TASK DIRECTIONS: The listing is to be printed word for word, pictures omitted.
*** Block opens ***
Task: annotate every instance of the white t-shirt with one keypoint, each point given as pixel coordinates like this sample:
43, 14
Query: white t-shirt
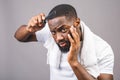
105, 58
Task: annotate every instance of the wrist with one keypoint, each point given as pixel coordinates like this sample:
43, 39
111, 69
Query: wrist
73, 63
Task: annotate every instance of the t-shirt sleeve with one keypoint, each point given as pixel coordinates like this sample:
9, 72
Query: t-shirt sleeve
43, 34
106, 62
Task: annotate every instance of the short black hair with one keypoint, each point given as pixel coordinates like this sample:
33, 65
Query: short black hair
62, 10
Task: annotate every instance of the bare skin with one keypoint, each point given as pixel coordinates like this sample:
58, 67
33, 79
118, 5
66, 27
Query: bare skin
60, 28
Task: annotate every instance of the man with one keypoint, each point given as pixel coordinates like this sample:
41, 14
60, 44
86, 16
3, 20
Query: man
74, 52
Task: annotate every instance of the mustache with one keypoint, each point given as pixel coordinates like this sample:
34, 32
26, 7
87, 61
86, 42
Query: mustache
61, 41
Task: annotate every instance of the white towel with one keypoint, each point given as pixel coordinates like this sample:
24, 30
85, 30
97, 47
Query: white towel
88, 56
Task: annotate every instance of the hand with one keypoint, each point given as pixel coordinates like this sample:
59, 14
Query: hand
74, 39
36, 23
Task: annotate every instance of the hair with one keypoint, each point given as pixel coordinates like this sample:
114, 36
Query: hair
62, 10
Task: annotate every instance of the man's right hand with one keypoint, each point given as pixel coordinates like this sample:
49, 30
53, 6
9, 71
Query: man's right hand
36, 23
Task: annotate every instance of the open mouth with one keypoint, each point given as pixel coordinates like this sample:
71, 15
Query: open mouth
62, 44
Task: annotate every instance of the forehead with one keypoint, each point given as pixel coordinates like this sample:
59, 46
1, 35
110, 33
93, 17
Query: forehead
58, 21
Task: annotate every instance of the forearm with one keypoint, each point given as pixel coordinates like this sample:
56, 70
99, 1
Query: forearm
80, 71
22, 34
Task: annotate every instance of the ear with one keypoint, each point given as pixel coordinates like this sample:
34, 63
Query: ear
77, 22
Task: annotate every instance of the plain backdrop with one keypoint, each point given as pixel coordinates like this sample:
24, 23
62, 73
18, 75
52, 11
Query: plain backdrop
27, 61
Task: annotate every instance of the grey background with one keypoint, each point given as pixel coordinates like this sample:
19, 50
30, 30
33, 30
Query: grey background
27, 61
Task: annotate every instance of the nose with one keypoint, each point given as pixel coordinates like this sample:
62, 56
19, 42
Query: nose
59, 37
*** Block closes ***
ANSWER TO THE EXERCISE:
Task: annotate every instance of the white t-shirt with one keypoint, each point given as pixel coordinates like this sample:
43, 14
Query: white t-shirt
105, 58
Task: annotate every instance of the wrist with one keypoint, each point given as pixel coordinates like this sample:
43, 39
111, 69
Query: wrist
73, 63
Task: annotate every instance of the t-shirt sleeve with one keypoint, each point given as pixel coordinates like this sample:
9, 72
Query: t-shirt sleeve
43, 34
106, 62
Task: annotate every instance of the short black hair with one keypoint, each point given as pixel coordinates like this sample:
33, 65
Query: short black hair
62, 10
Task: annotate every instance of the bare skin with one keypoint, each point given as pixel coordinates like this sample:
58, 67
33, 79
118, 5
66, 27
Query: bare skin
60, 28
Task: annotate every instance of the man with one keypoint, each point given as pixel coordinates like this sample:
41, 14
60, 44
86, 16
3, 20
Query: man
74, 52
Task: annotate every instance of the mustache with one keypoint, each point given as pixel coordinates like this sample:
34, 32
26, 7
87, 61
86, 42
Query: mustache
61, 41
Task: annotate every instance of the white towel with one keypoint, each point given as pixel coordinates like this sample:
24, 30
85, 30
97, 47
Query: white towel
88, 56
Task: annotate every instance of the hand with one keypoint, each point given as pixel coordinates like this sample:
59, 14
Query: hand
74, 39
36, 23
Task: annotate every instance of the hair with one keypoint, each point given as pixel coordinates like this sample:
114, 36
Query: hair
62, 10
Task: annotate every instance of the man's right hand with one keypoint, each point given as pixel coordinates like this sample:
49, 30
53, 6
9, 71
Query: man's right hand
36, 23
Task: annotate every instance of the open mouth with one keypoint, each point given as pixel coordinates like this sample:
71, 15
Query: open mouth
62, 44
Task: annotate every instance of the forehead with one keypoint, each point given as pixel coordinates like this sample:
59, 46
1, 35
110, 33
93, 17
Query: forehead
58, 21
Task: annotate every instance of the forearm with one keypoint, each point given as pixel coordinates like this sample:
56, 70
99, 1
Query: forearm
80, 71
22, 34
Task: annotate every instance of the ear with one keypoint, each point given as pixel coordinates like this sample:
34, 63
Query: ear
77, 22
Task: annotate every instance of the plain backdrop with one keypoint, each point given as pixel coordinates like this sample:
24, 23
62, 73
18, 75
52, 11
Query: plain backdrop
27, 61
Task: annotate every instance of the grey background with one keypoint, each point given as pixel coordinates like this sample:
19, 50
30, 30
33, 30
Query: grey background
27, 61
Task: annotate every instance of the nose with one keypoint, each point given as pixel coordinates like this sample:
62, 56
19, 42
Query: nose
59, 37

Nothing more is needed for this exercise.